• _DOCUMENT PASSAGE_
========================================

Thus, there are some people who try to use this passage to indicate that
a divorced person cannot lead, but we should understand that Paul is not
necessarily speaking about marriage.
Personally, I do not find it necessary to say that Paul is speaking
about a married couple. I believe that
Paul says this to make the distinction between monogamy and polygamy (or even
in the terms of dating – those who are dating one person versus those who are
dating multiple people). Thus, I don’t
think Paul is speaking about divorce at all in this passage; I think he is
speaking to the number of intimate relationships we are trying to maintain. The reason I believe this is because so much
of this list has to do with focus, loyalties, and personal agendas. Obviously, the more spouses a person has or
the more dating relationships a person is in, the more focus they will have to
give to their significant others and the less focus they will be able to give
to the needs of the church. I believe for
Paul this is a comment more on a person’s ability to be devoted to the work of
God and not a description about their status of divorce. {That
being said, I do think that Paul would have an issue with a divorced person who
desires to lead if the divorced person has not gone through the process of
confession, repentance, and reconciliation with God in order to receive genuine
forgiveness. As a church, we are about genuine
forgiveness and getting people to that point in their life.}
The
other qualification is “not someone who likes to argue.” I think this one is really important. There are some people who simply like to
argue because debating is fun. There are
some people who simply have a disposition to need to “stir the pot.” These are not people that should necessarily
be in leadership. It is good to be able
to debate and make sure that we see all the sides. However, we need to do so rationally as
church leaders. We need to be able to
make the best decision and move on. We
don’t need endless or fruitless debates.

========================================

Coordinate annotation records
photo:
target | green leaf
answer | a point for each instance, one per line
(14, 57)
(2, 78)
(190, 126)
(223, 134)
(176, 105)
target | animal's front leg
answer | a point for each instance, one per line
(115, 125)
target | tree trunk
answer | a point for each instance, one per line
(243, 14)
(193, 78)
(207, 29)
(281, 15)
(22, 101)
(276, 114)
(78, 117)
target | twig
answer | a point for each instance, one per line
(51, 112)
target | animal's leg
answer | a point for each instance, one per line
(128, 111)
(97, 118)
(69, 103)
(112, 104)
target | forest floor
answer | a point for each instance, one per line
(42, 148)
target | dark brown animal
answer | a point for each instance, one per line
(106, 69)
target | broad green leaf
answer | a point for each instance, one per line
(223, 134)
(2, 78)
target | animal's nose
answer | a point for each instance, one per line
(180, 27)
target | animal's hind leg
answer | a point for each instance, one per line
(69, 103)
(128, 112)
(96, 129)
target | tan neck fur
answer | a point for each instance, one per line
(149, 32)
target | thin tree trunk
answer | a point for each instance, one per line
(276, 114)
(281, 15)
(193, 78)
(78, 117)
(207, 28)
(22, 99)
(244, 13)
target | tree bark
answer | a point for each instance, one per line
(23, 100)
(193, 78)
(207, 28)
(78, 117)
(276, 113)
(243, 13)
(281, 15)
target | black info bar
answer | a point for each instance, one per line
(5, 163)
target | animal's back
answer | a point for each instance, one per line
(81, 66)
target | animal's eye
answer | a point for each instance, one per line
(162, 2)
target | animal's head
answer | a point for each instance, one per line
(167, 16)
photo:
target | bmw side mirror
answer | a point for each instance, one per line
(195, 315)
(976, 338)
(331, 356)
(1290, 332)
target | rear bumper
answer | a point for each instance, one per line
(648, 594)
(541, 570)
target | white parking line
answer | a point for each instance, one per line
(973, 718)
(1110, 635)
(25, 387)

========================================

• _TASKS TO CARRY OUT_
[a] From the passage on Paul's qualifications for church leaders, list the steps of the process that a divorced person who desires to lead should have gone through.
[b] Write what comes next in the passage on Paul's qualifications for church leaders, picking up after its final sentence.

• _RESULTS OF THE EXERCISE_
[a] confession, repentance, reconciliation with God

[b]
Constructive discussion is great; arguing for the sake of arguing benefits
no group of leadership.
Having
gone through the list, which are the qualifications that you think shine
through you? Which are the qualifications
that you might stumble upon if you are not careful? Do you think everyone has a few of these
qualifications that they are weaker and a few that they won’t struggle with
ever?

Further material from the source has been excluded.